TASK GOAL
Word for word, restate every line of the listing that follows.

TASK MATERIAL
* start *

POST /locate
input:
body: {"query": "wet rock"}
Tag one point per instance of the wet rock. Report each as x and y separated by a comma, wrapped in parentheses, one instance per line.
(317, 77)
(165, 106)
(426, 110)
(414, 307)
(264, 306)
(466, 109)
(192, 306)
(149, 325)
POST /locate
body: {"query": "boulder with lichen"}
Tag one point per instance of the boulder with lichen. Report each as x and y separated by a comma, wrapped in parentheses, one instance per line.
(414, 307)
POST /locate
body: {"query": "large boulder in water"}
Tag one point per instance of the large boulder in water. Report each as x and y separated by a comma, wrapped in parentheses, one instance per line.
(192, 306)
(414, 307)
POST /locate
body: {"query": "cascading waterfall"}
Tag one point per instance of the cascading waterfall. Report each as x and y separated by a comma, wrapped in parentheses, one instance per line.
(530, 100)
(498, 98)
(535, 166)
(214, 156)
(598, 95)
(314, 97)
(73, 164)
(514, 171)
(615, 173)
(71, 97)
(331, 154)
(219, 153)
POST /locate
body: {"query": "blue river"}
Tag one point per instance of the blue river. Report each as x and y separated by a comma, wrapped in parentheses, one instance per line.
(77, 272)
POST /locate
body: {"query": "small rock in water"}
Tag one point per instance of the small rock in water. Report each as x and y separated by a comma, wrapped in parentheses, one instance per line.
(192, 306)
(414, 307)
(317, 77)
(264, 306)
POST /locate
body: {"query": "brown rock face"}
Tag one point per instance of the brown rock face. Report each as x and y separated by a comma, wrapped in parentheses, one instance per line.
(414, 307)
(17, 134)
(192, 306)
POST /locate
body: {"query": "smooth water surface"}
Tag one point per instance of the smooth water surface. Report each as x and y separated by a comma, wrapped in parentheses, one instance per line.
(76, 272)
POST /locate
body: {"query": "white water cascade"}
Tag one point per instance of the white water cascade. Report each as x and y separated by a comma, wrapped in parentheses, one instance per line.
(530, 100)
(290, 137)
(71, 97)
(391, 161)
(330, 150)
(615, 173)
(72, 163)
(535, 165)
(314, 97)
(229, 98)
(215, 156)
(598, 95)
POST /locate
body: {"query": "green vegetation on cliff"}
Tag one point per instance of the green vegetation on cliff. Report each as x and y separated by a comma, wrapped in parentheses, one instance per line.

* end *

CORRECT RESULT
POST /locate
input:
body: {"query": "wet rock"}
Tag one point per instance of the wet rock. Report each as x and y separated by a comma, wrapped in parentheses, one instance per line.
(317, 77)
(165, 106)
(426, 110)
(414, 307)
(264, 306)
(466, 109)
(192, 306)
(149, 325)
POST /locate
body: {"query": "boulder with lichen"}
Tag one point per instance of the boulder with lichen. Report each as x and y separated by a comma, wrapped in parentheses, one instance per line.
(414, 307)
POST /locate
body: {"query": "large boulder in water"}
Tag one point per instance of the large boulder in water. Report each as x and y separated by a comma, wrapped in parentheses, one instance per line.
(192, 306)
(414, 307)
POST /locate
body: {"query": "cascading waterfall"}
Tag one point per instance of the cascading waterfall. Report each as x and y separated by a comma, wrapped in parentheses, one instance per line.
(530, 100)
(498, 98)
(535, 166)
(214, 156)
(598, 95)
(314, 97)
(73, 164)
(514, 171)
(615, 173)
(71, 97)
(331, 154)
(219, 153)
POST /locate
body: {"query": "blue river"}
Tag one point per instance of the blue river. Report each as x and y separated by a comma, wrapped in parentheses, one instance per line.
(77, 272)
POST /locate
body: {"query": "small rock in water"}
Tag one point per instance of the small rock in water. Report each as x and y separated by a comma, wrapped in parentheses, one instance per line.
(192, 306)
(414, 307)
(317, 77)
(264, 306)
POST /locate
body: {"query": "brown rock face"}
Tag one point per instance of the brown rock face. Report each as x and y separated by a comma, wrapped in parentheses, one instance per line.
(414, 307)
(17, 134)
(192, 306)
POST /locate
body: {"query": "smooth water surface"}
Tag one point per instance of the smooth water surface. Report each as x and y separated by a comma, wrapped in parentheses, one instance per line.
(76, 272)
POST /locate
body: {"query": "white water cascade"}
Tag one point per instance of the white water cascade. Report each as x and y separated by a comma, wrapped in parentheses, one instance per line.
(530, 100)
(290, 137)
(71, 97)
(391, 161)
(330, 150)
(615, 173)
(72, 163)
(535, 165)
(314, 97)
(229, 98)
(215, 156)
(598, 95)
POST /locate
body: {"query": "green vegetation on cliff"}
Tag one point per instance of the green vegetation on cliff. Report each as x and y separated by a comma, wrapped in parentheses, one instance per line.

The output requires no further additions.